[Dataset excerpts]
────────────────

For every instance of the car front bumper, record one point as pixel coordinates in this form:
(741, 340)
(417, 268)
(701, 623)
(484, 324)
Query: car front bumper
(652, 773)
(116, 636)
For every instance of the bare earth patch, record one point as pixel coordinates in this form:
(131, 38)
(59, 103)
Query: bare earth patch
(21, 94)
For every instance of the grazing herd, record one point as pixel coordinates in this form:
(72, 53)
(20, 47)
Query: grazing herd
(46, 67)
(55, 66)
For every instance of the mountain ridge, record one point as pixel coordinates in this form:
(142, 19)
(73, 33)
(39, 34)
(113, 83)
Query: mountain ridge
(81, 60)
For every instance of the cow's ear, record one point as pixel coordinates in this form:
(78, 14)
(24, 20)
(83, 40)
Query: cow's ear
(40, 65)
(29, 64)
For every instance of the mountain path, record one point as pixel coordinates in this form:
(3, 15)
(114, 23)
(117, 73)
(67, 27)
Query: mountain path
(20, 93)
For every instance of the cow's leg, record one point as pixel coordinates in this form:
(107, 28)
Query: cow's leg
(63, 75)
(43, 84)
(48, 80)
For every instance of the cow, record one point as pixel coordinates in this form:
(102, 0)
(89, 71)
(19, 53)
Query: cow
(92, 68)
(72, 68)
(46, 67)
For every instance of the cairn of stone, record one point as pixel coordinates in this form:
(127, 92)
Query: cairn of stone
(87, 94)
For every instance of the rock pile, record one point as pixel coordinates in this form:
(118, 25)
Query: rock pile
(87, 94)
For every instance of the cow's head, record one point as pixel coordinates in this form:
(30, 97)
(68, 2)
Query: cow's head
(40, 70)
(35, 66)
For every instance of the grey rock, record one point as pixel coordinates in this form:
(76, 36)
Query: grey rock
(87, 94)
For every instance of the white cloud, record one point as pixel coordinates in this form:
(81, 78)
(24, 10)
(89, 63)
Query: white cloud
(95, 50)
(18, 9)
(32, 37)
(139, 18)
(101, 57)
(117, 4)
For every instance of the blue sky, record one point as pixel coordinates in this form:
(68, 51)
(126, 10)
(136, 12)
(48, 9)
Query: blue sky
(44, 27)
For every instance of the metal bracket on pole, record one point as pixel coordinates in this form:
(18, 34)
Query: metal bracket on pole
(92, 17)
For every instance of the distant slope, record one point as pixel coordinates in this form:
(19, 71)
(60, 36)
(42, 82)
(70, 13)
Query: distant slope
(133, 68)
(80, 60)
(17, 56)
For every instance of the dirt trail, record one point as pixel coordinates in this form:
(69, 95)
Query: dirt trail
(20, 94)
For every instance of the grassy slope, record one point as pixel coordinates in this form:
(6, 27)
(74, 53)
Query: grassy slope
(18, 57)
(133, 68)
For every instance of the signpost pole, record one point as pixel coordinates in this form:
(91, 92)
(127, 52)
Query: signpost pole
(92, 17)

────────────────

-- What is needed --
Please reproduce each entry above exactly as it reads.

-- Exercise answer --
For every instance of the car front bumper, record one point as pixel coordinates in this form:
(741, 340)
(417, 268)
(701, 623)
(484, 324)
Query: car front bumper
(652, 773)
(116, 636)
For every instance of the bare earth patch, record one point as pixel coordinates in this form:
(131, 38)
(59, 103)
Query: bare earth patch
(21, 94)
For every instance of the grazing herd, record one point as pixel coordinates in this form:
(72, 53)
(20, 47)
Query: grazing herd
(46, 67)
(55, 66)
For every instance of the mountain ridge, record one point as pixel coordinates in this form:
(142, 19)
(73, 33)
(39, 34)
(113, 83)
Query: mountain ridge
(81, 60)
For every instance of the cow's ear, record one point as pixel coordinates in this form:
(78, 14)
(24, 20)
(83, 40)
Query: cow's ear
(40, 65)
(29, 64)
For every instance of the mountain path, record one point as pixel coordinates in this form:
(3, 15)
(114, 23)
(117, 73)
(67, 27)
Query: mountain path
(20, 93)
For every instance of the cow's leg, record one point as pixel coordinates in this form:
(107, 28)
Query: cow's leg
(63, 75)
(43, 84)
(48, 80)
For every instance of the cow, record one point as pixel coordinates in this form:
(102, 0)
(89, 71)
(19, 53)
Query: cow
(92, 68)
(72, 68)
(46, 67)
For every instance of the cairn of stone, record one point as pixel coordinates in this form:
(127, 92)
Query: cairn of stone
(87, 94)
For every instance of the rock pile, record one point as pixel coordinates in this form:
(118, 25)
Query: rock pile
(87, 94)
For every instance of the cow's head, record one point as pixel coordinates in this form:
(30, 97)
(68, 2)
Query: cow's head
(40, 70)
(35, 66)
For every instance of the grey rock, record one point as pixel coordinates in this form:
(76, 36)
Query: grey rock
(87, 94)
For every instance of the white cloud, record one point as pixel coordinates in this form:
(81, 78)
(24, 10)
(89, 63)
Query: white cloud
(95, 50)
(18, 9)
(32, 37)
(139, 18)
(101, 57)
(117, 4)
For every instance of the blue sky, record one point as pixel coordinates in this form:
(68, 51)
(126, 10)
(136, 12)
(48, 9)
Query: blue sky
(44, 27)
For every instance of the metal bracket on pole, record one point as pixel coordinates in this form:
(18, 34)
Query: metal bracket on pole
(92, 17)
For every instance of the distant slope, record one point as pixel coordinates in this form:
(19, 71)
(60, 36)
(42, 82)
(70, 13)
Query: distant slope
(133, 68)
(80, 60)
(17, 56)
For every instance of the dirt trail, record one point as pixel coordinates in this form:
(69, 95)
Query: dirt trail
(20, 94)
For every instance of the grassy slope, record one point as pixel coordinates in this form:
(6, 27)
(74, 53)
Query: grassy slope
(18, 57)
(133, 68)
For every instance of the signpost pole, record one point as pixel coordinates in this form:
(91, 92)
(127, 52)
Query: signpost pole
(92, 17)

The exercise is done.